*What you are asked to do*: In the forum thread about a multi-room setup, which rooms will the second Yamaha A820 receiver serve?

*Text block*:
"""
# Multi-Room Setup, Need Advice



## lv2pitch (May 3, 2012)

I have a construction thread and an equipment thread, but I need some important advice on working with my installer for getting the results I want. I think he is a reliable installer, but I want to know I am asking the right questions and prepared for any issues.

I am trying to serve video to three rooms (theater, master bedroom, and living room). The theater room needs to be able to use all the sources independently and the other two rooms I am a little more flexible if there have to compromises on independent sources. I am using two Yamaha A820 receivers. The first will serve the theater and audio in the kitchen and porches. The second will serve the bedroom and living room.

In the theater I will have an Oppo BluRay player, and Xbox, and a Popcorn Hour A300 and have access to one of our two DirecTV HDDvrs. The theater will be 7.1 when Zone 2 is inactive and 5.1 when Zone 2 is in use. That should be a rare occassion. I would also like the remote to control a simple sconce lighting system in the theater room with some basic scene functions.

For the other rooms they will be sharing another Popcorn Hour and also have access to our DirecTV receivers. Both rooms have flat screen HD tv's.

We will be using iRule to control the system.

I can provide more details if need be, but those are the basics.

So, my questions are:

1) what kind of matrix switch is required, if any?

2) I want the electrician ( the whole home is new construction) and the installer to be on the same page, any advice on what I should make sure they discuss?

3) Is iRule a good choice for this environment. My wife and I both have iPhones and iPads, so it seemed like a good choice from what I read.

4) please let me know if anything I am thinking in impractical or poorly conceived.

Thanks so much in advance, this is stressful and I want to get things right the first time.


----------



## lv2pitch (May 3, 2012)
"""
*Provided material*:
"""
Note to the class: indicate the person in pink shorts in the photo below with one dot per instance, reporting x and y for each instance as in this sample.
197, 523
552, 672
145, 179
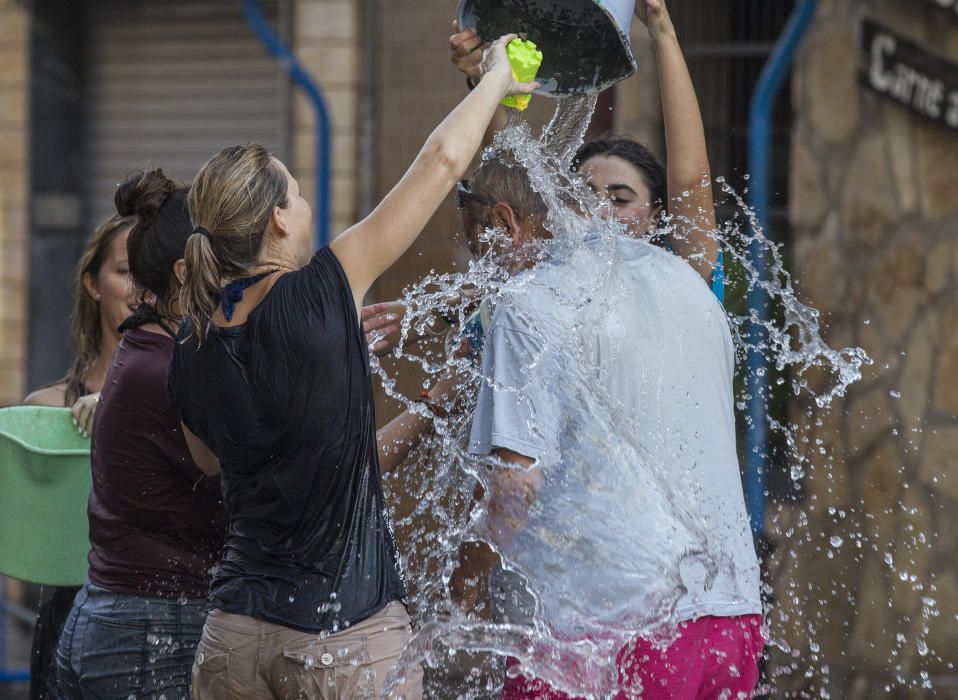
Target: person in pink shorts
713, 657
605, 419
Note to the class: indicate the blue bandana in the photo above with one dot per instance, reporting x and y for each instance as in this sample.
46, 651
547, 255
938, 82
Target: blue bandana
232, 294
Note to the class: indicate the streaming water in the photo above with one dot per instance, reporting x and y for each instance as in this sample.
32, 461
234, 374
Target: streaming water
635, 557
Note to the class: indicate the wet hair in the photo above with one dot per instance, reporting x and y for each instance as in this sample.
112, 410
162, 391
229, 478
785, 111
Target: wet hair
157, 240
85, 330
501, 178
232, 198
637, 155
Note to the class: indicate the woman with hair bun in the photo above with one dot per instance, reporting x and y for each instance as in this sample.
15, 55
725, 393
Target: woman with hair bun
157, 523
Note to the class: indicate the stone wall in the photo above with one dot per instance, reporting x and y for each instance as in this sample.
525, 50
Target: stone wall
14, 182
866, 575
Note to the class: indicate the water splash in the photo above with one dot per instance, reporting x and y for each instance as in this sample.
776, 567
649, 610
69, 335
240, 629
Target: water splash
450, 488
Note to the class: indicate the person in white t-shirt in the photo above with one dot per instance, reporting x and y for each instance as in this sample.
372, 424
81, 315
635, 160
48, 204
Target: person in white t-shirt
605, 415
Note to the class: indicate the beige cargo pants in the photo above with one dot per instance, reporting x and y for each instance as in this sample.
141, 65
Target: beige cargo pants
241, 658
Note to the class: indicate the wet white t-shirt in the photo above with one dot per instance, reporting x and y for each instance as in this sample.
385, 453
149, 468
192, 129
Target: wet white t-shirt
610, 363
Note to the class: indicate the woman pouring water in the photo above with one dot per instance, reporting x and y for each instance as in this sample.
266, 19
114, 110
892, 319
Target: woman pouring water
272, 382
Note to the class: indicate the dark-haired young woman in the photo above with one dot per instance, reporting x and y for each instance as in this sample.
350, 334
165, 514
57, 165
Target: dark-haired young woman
273, 385
103, 298
640, 190
157, 523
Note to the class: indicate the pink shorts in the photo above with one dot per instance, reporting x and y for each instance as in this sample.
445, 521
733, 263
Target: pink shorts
713, 657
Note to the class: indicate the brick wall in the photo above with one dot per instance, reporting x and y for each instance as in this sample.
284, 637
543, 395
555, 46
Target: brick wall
14, 180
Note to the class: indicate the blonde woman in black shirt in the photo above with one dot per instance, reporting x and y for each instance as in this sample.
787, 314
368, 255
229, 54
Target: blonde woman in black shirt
271, 378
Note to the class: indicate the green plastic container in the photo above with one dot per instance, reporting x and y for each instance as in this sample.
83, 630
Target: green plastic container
44, 487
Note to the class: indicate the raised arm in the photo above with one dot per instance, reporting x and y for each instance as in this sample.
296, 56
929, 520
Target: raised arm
687, 165
370, 247
465, 49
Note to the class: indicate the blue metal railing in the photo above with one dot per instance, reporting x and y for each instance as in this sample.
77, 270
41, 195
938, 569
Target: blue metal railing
323, 145
759, 155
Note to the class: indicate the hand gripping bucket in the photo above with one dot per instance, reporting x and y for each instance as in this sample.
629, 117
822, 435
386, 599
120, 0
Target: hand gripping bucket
44, 488
585, 44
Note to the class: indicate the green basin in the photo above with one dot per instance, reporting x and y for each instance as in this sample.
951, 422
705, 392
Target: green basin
"""
*Task result*: The bedroom and the living room.